(Dati di partenza)
====
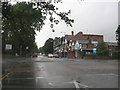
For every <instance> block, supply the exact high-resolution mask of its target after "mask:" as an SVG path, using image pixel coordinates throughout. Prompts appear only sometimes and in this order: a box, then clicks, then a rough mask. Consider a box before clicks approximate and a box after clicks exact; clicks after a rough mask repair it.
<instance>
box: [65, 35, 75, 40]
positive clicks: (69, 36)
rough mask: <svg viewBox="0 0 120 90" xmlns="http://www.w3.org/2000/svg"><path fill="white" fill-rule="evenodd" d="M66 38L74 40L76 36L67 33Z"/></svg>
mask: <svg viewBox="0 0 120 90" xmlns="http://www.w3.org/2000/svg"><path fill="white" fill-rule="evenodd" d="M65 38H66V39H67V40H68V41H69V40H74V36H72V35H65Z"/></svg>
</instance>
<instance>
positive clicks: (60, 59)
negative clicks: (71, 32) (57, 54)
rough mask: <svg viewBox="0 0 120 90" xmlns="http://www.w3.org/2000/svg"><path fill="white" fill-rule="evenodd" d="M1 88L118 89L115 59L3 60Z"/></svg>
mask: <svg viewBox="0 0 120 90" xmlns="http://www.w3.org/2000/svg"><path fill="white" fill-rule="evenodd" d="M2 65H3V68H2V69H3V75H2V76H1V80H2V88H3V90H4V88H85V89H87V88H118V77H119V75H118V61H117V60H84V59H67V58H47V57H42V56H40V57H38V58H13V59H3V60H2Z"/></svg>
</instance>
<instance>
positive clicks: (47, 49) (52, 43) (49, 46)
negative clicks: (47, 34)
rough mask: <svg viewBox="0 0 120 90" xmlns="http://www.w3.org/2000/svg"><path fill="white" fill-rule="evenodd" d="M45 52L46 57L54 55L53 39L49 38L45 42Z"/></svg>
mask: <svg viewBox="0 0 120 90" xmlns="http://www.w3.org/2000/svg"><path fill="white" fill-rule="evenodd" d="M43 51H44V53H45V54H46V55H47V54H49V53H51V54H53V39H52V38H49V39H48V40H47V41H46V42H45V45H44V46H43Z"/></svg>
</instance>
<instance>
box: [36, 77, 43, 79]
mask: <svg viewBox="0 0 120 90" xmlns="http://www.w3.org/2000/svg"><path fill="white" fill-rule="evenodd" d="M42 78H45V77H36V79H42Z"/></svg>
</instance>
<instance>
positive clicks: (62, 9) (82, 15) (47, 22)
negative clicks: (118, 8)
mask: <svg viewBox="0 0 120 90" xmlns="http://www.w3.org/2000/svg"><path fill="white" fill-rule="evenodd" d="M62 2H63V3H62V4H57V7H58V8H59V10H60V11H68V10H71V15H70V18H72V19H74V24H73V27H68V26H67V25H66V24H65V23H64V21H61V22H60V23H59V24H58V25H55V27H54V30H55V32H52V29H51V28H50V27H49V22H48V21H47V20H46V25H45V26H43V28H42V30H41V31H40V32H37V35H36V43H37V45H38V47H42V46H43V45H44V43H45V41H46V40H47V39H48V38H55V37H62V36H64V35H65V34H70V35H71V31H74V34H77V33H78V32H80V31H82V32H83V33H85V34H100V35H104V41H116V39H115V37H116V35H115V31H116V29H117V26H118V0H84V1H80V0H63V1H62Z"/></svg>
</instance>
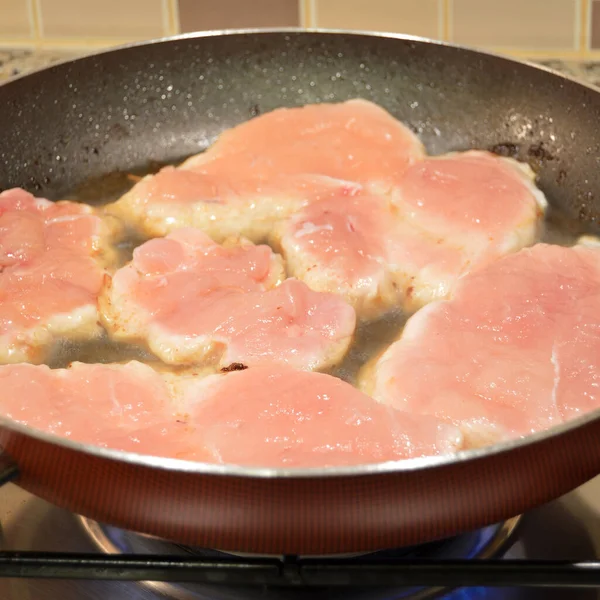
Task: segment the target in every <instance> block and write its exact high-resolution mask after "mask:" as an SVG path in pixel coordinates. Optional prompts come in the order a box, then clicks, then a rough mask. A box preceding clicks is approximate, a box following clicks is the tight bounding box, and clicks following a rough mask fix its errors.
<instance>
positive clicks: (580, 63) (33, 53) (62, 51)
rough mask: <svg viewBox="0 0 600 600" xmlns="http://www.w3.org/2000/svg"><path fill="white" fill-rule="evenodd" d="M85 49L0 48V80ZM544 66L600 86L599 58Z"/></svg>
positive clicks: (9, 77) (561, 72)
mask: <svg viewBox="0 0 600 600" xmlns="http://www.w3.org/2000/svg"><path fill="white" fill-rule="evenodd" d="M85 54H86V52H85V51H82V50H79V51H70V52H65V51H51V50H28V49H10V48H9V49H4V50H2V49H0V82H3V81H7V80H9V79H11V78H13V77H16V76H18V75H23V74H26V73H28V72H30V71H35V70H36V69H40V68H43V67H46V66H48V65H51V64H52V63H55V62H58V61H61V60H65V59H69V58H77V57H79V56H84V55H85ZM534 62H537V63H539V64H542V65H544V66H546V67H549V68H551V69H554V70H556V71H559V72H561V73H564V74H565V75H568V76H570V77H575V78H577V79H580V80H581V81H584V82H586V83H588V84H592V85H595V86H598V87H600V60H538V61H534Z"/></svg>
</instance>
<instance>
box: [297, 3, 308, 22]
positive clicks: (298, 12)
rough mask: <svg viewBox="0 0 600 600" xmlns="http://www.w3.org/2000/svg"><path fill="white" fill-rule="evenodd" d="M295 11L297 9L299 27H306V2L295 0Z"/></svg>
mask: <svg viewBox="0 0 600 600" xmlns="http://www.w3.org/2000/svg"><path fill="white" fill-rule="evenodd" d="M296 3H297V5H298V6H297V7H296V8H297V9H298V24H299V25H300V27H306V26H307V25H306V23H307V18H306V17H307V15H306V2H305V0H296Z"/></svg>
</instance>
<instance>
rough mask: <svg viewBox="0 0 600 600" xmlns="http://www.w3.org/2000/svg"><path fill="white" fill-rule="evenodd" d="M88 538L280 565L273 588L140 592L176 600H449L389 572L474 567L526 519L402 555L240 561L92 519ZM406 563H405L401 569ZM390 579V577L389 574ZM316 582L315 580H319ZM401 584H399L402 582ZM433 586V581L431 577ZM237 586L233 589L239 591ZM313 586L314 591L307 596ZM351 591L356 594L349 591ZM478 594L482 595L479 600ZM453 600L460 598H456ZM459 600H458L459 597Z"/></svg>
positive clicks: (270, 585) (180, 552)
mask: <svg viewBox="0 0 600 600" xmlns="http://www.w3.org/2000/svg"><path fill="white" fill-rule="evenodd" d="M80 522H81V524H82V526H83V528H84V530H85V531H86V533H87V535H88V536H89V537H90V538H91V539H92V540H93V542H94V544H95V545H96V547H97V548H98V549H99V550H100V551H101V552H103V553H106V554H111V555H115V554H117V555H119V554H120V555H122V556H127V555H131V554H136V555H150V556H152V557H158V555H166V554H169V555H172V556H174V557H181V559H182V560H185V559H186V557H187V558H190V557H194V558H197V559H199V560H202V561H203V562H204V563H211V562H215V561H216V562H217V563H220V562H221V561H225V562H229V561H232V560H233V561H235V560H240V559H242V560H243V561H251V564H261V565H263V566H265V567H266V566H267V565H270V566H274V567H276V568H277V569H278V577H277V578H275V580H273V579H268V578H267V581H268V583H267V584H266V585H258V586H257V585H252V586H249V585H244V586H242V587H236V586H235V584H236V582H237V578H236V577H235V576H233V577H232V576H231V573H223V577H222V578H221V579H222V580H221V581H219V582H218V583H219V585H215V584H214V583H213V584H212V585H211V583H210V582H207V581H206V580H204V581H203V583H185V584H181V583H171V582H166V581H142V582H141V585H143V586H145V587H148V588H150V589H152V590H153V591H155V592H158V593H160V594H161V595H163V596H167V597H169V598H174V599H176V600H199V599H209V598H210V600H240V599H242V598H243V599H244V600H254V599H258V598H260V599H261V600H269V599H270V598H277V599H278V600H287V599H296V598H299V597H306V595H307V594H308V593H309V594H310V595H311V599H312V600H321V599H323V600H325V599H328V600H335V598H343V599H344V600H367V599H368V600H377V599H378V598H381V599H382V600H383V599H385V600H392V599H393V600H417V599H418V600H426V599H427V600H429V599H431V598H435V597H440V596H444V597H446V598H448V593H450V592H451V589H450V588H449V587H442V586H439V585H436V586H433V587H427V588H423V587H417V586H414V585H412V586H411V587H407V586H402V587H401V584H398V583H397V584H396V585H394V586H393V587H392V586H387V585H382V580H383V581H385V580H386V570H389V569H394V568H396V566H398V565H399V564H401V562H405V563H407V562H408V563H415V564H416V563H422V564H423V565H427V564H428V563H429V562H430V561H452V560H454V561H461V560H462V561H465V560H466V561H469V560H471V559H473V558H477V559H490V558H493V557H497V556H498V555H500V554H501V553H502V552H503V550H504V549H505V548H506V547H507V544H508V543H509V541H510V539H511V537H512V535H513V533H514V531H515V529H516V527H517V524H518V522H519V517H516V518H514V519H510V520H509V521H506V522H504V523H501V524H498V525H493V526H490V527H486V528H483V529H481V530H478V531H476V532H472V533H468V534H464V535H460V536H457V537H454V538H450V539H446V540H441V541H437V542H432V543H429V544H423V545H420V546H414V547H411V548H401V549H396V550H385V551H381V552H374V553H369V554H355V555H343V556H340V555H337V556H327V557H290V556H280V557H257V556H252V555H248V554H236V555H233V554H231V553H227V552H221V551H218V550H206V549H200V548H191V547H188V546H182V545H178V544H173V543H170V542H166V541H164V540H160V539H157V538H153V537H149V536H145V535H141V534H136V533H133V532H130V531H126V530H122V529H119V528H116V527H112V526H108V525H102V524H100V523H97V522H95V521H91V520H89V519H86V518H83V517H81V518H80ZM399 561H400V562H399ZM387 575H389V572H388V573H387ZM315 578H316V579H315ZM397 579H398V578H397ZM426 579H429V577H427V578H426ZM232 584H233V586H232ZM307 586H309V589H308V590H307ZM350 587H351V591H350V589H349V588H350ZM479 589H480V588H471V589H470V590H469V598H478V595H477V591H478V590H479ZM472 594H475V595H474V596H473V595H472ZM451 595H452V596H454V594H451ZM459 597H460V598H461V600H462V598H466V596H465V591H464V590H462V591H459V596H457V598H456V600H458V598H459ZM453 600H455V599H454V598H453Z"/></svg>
====
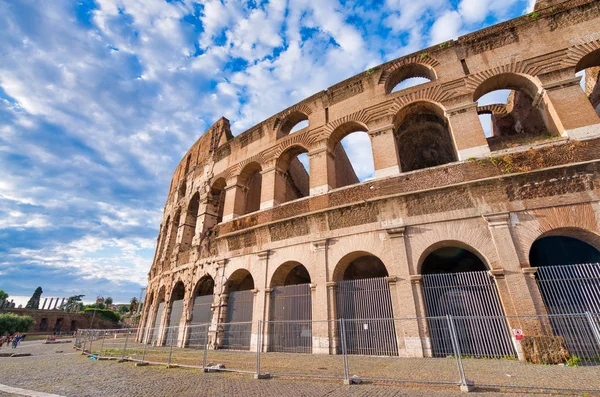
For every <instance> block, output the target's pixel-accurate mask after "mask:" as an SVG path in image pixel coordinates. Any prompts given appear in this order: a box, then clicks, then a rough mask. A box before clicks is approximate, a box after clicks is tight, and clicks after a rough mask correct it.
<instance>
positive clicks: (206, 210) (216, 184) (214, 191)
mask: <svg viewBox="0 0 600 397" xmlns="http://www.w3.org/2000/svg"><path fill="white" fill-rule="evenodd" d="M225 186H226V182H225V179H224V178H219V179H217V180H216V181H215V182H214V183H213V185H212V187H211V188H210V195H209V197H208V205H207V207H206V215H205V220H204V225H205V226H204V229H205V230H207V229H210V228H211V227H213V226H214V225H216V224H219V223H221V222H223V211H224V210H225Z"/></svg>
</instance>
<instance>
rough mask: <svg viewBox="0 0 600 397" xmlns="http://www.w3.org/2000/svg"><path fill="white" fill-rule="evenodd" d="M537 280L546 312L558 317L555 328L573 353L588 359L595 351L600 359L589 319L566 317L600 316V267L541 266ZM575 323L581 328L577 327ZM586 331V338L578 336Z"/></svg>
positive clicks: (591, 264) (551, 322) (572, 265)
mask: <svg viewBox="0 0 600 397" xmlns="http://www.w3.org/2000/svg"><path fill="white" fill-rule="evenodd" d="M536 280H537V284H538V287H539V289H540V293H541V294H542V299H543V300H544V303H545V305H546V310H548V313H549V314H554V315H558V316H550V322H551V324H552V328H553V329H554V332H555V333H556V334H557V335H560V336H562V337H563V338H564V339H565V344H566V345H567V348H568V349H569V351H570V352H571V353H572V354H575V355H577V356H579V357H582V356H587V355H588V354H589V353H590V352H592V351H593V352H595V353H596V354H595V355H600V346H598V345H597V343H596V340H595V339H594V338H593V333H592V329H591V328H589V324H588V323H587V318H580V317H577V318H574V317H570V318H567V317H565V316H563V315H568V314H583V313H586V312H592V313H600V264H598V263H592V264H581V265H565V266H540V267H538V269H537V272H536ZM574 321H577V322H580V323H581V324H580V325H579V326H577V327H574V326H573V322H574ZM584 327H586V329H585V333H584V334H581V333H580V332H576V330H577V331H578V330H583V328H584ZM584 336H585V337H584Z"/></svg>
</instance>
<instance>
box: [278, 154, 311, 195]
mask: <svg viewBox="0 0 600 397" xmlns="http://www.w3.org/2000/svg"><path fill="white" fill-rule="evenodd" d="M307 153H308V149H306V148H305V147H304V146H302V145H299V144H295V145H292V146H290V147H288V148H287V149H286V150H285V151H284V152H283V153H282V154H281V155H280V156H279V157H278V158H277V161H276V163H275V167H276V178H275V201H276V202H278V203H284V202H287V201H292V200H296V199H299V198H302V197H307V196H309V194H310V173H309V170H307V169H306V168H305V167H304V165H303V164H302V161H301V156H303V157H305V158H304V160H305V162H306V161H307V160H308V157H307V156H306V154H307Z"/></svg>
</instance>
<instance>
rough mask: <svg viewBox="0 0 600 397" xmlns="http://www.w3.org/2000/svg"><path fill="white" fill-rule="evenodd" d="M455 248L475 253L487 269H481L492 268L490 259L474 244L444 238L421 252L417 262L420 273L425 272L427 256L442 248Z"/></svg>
====
**Consegna:**
Riscrivi solo il tratto dei dati che va dalla riga con "For every <instance> block, supply" fino alla riga con "positive clicks: (69, 36)", estremi compresi. Sostituisci "box" con "rectangle" e lascia tutto il resto invariato.

**Soluzione:**
For every <instance> block, supply the exact high-resolution mask of its target after "mask:" as an SVG path, using image pixel coordinates throughout. Prompts appear only sometimes and in this order: a rectangle, then clicks, then a rough mask. Consider a rectangle before clicks approximate and a rectangle after clicks exact; clicks after a rough mask repair it.
<instance>
rectangle: [65, 35, 75, 40]
positive clicks: (69, 36)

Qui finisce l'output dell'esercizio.